# Listed records start

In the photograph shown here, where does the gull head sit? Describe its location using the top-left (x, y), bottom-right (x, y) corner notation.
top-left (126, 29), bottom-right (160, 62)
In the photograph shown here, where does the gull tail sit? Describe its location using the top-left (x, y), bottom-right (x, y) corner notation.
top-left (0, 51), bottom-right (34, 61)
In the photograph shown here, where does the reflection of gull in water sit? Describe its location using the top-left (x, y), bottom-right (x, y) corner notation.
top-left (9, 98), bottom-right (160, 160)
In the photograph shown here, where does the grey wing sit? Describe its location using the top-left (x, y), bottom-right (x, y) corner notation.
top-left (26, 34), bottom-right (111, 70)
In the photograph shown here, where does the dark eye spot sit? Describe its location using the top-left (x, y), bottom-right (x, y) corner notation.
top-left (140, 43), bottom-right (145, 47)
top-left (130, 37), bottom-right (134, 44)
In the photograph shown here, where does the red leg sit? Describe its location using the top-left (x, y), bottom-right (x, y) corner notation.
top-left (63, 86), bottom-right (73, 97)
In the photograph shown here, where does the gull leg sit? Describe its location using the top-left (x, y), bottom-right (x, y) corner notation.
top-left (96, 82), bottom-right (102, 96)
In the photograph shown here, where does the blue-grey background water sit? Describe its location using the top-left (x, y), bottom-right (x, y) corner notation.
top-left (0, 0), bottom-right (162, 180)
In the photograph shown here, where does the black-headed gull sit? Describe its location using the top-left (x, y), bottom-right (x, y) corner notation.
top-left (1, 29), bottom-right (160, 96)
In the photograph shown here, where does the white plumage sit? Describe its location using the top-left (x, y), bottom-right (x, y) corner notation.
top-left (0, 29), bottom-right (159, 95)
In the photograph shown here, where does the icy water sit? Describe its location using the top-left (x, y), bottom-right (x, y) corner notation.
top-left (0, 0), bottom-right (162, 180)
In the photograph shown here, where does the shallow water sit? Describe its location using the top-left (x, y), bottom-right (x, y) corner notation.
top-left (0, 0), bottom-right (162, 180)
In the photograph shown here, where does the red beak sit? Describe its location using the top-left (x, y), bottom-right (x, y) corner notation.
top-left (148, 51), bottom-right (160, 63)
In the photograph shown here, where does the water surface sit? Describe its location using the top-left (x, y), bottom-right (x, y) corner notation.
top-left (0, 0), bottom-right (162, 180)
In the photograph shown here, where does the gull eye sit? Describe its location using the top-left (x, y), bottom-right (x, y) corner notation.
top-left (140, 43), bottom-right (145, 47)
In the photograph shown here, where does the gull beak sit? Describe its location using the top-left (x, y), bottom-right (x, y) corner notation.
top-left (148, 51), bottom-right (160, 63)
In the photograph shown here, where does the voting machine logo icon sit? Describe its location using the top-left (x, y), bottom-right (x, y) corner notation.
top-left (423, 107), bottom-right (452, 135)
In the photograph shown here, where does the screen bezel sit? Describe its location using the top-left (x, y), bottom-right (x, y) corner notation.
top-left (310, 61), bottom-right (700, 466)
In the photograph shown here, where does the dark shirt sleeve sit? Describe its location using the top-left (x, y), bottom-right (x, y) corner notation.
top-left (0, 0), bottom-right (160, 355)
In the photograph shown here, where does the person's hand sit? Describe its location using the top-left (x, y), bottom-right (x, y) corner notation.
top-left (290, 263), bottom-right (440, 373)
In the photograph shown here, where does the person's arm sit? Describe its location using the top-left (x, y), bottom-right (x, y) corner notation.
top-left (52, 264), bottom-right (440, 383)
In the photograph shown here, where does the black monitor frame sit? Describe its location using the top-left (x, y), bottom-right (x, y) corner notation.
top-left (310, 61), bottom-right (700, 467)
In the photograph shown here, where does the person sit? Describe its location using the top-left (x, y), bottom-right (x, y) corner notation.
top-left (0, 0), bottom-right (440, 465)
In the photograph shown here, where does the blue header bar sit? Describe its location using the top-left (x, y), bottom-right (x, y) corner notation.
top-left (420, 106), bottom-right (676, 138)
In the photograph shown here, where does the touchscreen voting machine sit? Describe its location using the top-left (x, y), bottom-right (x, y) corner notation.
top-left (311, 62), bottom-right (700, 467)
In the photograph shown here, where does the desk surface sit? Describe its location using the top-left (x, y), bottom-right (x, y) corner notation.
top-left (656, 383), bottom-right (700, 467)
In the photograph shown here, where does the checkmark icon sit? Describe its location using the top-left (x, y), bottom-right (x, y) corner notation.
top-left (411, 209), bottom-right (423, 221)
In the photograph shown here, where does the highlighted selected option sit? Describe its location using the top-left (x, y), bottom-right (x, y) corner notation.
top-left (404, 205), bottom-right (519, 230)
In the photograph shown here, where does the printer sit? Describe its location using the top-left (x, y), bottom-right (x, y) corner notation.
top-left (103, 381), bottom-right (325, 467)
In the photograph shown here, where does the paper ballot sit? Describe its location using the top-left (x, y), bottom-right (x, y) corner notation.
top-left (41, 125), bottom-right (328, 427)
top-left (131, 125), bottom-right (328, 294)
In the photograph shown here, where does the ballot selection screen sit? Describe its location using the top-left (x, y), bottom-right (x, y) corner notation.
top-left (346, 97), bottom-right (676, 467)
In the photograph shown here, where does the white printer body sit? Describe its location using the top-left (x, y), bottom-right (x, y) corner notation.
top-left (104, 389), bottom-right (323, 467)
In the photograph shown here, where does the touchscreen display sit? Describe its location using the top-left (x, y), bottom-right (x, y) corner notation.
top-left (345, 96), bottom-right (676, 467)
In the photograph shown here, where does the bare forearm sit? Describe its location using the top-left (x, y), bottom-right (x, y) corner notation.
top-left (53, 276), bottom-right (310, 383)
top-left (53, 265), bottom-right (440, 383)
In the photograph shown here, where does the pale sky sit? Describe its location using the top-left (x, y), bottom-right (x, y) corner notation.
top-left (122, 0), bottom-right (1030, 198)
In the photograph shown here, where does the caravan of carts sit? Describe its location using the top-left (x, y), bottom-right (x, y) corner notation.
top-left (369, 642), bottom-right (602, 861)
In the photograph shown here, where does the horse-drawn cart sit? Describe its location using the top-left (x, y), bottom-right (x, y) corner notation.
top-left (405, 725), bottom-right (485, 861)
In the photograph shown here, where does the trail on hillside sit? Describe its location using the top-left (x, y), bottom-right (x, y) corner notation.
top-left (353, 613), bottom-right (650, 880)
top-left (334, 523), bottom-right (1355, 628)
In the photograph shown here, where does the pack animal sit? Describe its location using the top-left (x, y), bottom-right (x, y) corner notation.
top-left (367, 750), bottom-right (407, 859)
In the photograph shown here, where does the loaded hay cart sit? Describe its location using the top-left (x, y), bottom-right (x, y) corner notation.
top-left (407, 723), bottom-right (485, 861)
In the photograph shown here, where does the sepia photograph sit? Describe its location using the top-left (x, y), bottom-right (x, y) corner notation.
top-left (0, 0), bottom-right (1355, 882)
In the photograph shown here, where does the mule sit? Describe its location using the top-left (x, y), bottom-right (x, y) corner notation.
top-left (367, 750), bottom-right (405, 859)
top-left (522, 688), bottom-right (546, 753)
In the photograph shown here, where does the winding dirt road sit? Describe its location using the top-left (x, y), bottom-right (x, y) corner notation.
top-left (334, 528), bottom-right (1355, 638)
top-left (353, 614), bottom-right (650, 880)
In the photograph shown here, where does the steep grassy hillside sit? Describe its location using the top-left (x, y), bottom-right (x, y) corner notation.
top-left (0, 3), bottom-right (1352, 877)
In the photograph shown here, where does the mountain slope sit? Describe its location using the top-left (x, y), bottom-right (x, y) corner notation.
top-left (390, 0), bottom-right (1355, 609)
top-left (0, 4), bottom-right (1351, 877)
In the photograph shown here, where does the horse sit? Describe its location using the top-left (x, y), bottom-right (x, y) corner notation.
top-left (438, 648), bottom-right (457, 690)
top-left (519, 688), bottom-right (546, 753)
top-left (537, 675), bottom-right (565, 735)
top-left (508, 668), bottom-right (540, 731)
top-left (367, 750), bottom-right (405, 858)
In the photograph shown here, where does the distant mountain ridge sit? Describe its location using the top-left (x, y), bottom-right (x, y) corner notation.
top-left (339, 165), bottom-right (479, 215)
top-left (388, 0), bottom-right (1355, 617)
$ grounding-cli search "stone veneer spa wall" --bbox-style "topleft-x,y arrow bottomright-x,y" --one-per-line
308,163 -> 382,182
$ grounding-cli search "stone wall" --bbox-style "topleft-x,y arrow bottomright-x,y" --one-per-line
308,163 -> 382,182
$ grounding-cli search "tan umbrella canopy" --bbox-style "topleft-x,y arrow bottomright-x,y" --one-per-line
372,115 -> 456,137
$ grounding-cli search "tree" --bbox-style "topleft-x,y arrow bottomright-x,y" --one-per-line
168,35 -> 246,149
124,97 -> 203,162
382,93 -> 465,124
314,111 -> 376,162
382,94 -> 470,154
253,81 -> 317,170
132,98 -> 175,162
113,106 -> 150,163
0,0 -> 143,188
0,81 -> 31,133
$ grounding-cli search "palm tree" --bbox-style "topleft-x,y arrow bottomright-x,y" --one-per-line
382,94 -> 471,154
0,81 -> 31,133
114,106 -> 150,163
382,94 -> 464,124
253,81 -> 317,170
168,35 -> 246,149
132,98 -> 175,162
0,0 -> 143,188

# Listed records end

**What is asked:**
Recast the entries from their first line through the line that contains "top-left (9, 98), bottom-right (160, 160)" as a numbered list, leaving out any blank lines.

**Exercise response:**
1. In the photograph shown here, where does the gull head sit? Describe its location using the top-left (x, y), bottom-right (x, y) corner notation.
2. top-left (126, 29), bottom-right (160, 62)
3. In the photograph shown here, where does the gull tail sit? Describe its location using the top-left (x, y), bottom-right (x, y) corner notation.
4. top-left (0, 51), bottom-right (34, 61)
5. In the photograph shown here, where does the reflection of gull in water sit? Describe its location using the top-left (x, y), bottom-right (x, y) corner notation.
6. top-left (9, 98), bottom-right (160, 160)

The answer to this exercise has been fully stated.